- Opening Delimiter -
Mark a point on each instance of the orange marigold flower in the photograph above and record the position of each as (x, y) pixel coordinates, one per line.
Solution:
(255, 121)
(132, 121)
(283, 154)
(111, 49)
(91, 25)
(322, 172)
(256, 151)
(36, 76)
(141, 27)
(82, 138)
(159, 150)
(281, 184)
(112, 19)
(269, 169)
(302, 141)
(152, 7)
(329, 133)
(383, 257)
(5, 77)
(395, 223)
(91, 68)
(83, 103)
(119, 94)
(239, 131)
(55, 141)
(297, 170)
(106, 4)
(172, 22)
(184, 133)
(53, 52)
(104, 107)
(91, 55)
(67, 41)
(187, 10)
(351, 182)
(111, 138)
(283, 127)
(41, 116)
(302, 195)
- Closing Delimiter -
- Work to complete
Restate the material word for word, keeping every line intact.

- The completed task
Mark a point on each instance of the orange marigold flower in the photograph above and record the position of each as (x, y) pixel coordinates, one per line.
Solution:
(255, 121)
(132, 121)
(283, 154)
(111, 49)
(91, 25)
(322, 172)
(256, 151)
(36, 76)
(141, 27)
(82, 138)
(159, 150)
(281, 184)
(112, 19)
(269, 169)
(302, 141)
(152, 7)
(329, 133)
(383, 257)
(5, 77)
(395, 223)
(91, 68)
(83, 103)
(119, 94)
(239, 131)
(55, 141)
(297, 170)
(106, 4)
(172, 22)
(184, 133)
(53, 52)
(104, 107)
(91, 55)
(67, 41)
(187, 10)
(351, 182)
(111, 138)
(283, 127)
(41, 116)
(302, 195)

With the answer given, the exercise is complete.